▶ **Requirement 1**: Translate this sentence from the article on mergers and acquisitions into Spanish: "The levels of M&A activity in Ireland remained resilient in 2023, in spite of many external pressures and macroeconomic challenges."
▶ **Requirement 2**: According to the article on mergers and acquisitions, in which US cities does Matheson LLP have a presence?
▶ **Requirement 3**: From the article on mergers and acquisitions, reproduce the text between "Mergers and Acquisitions in" and "operations in Ireland.", inclusive, replacing "incredibly strong" with "exceptionally close".

▶ **Source document**:
-*-

Mergers and Acquisitions in 2023 and Beyond
Brian McCloskey Partner, Corporate, Matheson LLP
The ties between Ireland and the United States are incredibly strong, both from a cultural and economic perspective. The business ties between the two countries is evident across all sectors of the Irish economy, particularly in the technology, financial services and pharmaceutical industries where almost all of the largest US companies in those sectors have operations in Ireland.
Matheson LLP is one of Ireland’s most established and preeminent law firms, with a significant presence in the US (New York, Palo Alto and San Francisco). As a firm, we have the privilege of working with a large number of the US corporations and financial institutions that are active in Ireland, supporting them on their various legal, tax and regulatory requirements relevant to their business activity in Ireland and across the world.
Mergers and Acquisitions (M&A) activity tends to a good barometer for broader economic activity. The levels of M&A activity in Ireland remained resilient in 2023, in spite of many external pressures and macroeconomic challenges. In volume terms the Irish M&A market was broadly in line with 2022, itself significantly ahead of historic averages, with activity levels increasing as the year progressed. The level of activity in Ireland in 2023 compared favourably to global markets, where there had been a marked downturn in transaction volumes and values over the course of the year.
Having said that, the macroeconomic and geopolitical factors that contributed to the more challenging deal environment globally – high inflation, rising interest rates, recessionary fears, conflicts in the Middle East and Ukraine, greater regulatory and political intervention – all impacted activity levels in the Irish M&A market. Despite these global challenges, US buyers, both trade and private equity, continued to drive a significant level of all M&A activity undertaken in the Irish market.
Some noteworthy deals in 2023 included the Irish-American merger of Smurfit Kappa and WestRock. Once completed, this will create of the world’s biggest paper and packaging group, with combined annual revenues of €32 billion. Other significant transactions included the acquisition of Irish technology company, Taoglas, by US private equity fund, Graham Partners and the acquisition of Enva, a leading provider of recycling and resource recovery solutions, by US infrastructure manager I Squared Capital.

-*-

▶ **Supplied entries**:

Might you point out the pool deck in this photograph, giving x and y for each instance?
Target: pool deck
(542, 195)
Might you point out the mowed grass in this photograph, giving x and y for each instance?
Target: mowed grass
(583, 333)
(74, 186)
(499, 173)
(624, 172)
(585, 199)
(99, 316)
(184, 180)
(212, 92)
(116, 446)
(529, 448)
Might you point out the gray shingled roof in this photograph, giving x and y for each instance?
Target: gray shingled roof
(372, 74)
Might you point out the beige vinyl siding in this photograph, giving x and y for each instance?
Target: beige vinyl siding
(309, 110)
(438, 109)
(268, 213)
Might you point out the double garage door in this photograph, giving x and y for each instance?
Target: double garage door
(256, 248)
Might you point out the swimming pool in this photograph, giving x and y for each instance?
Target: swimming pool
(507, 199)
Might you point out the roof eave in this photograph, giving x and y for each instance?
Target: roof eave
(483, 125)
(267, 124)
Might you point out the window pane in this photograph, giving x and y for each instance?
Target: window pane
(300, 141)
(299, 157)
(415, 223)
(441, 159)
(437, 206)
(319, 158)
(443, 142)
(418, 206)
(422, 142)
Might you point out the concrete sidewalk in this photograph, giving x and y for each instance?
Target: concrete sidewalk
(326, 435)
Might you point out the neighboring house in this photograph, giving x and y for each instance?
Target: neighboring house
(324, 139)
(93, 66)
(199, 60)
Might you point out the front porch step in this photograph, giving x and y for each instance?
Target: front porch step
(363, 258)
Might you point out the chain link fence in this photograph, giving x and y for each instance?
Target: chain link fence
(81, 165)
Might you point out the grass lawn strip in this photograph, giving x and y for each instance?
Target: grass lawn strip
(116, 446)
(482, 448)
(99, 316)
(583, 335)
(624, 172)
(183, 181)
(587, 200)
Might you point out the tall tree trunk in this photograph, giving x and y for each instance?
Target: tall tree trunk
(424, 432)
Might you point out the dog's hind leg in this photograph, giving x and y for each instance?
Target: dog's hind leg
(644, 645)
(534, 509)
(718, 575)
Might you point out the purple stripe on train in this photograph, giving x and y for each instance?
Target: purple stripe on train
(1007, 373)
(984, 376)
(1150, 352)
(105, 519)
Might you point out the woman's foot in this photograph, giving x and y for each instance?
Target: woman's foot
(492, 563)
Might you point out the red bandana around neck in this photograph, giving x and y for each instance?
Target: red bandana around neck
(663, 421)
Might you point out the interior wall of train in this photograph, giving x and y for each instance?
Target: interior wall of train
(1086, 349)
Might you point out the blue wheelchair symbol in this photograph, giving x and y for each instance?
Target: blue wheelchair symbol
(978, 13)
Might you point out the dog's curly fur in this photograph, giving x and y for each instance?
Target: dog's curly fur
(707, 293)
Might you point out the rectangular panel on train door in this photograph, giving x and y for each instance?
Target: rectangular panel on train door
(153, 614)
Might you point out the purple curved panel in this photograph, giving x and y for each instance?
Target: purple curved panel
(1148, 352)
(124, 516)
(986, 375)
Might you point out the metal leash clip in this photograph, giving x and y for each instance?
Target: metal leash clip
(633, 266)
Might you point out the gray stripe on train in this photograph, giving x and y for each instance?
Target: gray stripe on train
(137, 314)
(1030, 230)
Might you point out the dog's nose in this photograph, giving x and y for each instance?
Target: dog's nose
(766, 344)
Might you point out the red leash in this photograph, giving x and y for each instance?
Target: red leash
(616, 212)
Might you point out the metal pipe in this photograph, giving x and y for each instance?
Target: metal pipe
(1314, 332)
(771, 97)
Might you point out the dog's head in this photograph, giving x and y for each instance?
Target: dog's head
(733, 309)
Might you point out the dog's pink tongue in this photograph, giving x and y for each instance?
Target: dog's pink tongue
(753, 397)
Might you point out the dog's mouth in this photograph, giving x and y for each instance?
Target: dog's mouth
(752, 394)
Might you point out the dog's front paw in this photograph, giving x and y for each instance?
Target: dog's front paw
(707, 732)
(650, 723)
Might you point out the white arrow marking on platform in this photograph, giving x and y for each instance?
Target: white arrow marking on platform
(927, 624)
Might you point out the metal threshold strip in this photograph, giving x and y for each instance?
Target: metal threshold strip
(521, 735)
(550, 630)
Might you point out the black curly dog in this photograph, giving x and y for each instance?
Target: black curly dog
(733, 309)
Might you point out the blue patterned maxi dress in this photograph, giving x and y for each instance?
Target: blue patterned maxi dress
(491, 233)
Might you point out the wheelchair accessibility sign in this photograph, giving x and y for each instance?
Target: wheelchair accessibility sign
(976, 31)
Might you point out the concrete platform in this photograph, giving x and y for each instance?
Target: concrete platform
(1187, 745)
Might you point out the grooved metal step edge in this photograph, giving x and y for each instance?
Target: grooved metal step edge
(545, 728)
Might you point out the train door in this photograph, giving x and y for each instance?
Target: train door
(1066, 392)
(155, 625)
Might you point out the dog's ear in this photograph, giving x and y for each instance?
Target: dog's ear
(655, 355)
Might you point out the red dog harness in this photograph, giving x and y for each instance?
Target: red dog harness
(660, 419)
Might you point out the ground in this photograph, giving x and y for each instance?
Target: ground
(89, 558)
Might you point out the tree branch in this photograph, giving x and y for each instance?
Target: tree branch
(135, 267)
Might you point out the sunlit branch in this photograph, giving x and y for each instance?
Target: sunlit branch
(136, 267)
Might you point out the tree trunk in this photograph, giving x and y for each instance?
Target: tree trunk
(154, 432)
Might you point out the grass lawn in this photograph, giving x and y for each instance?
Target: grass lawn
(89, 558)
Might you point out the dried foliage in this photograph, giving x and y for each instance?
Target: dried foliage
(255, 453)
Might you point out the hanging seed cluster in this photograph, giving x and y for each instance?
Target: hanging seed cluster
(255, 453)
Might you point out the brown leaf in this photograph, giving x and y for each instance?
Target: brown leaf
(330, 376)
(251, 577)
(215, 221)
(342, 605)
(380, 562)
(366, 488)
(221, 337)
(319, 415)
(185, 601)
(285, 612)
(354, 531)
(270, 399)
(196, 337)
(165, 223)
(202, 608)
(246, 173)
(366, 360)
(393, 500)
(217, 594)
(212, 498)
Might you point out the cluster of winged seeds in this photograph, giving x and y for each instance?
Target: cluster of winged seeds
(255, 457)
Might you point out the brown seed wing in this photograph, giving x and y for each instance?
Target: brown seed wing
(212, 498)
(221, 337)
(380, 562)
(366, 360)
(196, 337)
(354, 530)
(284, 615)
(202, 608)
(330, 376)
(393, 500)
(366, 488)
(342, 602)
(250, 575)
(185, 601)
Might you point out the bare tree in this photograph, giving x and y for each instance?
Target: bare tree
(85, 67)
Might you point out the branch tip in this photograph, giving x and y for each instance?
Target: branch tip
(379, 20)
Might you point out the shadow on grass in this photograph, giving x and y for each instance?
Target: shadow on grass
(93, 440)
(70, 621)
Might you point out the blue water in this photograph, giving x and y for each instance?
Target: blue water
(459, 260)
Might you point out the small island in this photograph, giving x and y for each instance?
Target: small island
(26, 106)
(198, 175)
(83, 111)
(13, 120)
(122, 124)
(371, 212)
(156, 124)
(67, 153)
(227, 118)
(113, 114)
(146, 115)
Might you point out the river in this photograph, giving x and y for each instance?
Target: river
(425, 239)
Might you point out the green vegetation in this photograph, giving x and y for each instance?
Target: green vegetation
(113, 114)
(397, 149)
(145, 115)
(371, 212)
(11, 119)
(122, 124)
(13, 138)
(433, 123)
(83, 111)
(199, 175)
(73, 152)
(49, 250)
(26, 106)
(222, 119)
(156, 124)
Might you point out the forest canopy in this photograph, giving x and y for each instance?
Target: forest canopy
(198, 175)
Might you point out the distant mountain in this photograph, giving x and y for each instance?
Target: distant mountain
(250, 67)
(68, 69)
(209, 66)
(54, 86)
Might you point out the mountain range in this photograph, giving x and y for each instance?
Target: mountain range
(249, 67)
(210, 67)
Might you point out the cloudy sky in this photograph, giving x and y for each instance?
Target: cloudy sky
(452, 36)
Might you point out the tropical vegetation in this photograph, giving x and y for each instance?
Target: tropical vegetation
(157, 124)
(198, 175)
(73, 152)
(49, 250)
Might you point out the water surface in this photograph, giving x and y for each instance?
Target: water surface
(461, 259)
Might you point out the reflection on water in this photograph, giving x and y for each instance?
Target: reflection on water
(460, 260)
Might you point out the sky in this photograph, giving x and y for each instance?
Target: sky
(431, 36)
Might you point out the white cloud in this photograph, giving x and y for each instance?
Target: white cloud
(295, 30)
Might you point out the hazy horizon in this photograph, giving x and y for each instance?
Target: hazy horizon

-*-

▶ **Task answer 1**: Los niveles de actividad de M&A en Irlanda se mantuvieron resilientes en 2023, a pesar de muchas presiones externas y desafíos macroeconómicos.

▶ **Task answer 2**: New York, Palo Alto and San Francisco.

▶ **Task answer 3**:
Mergers and Acquisitions in 2023 and Beyond
Brian McCloskey Partner, Corporate, Matheson LLP
The ties between Ireland and the United States are exceptionally close, both from a cultural and economic perspective. The business ties between the two countries is evident across all sectors of the Irish economy, particularly in the technology, financial services and pharmaceutical industries where almost all of the largest US companies in those sectors have operations in Ireland.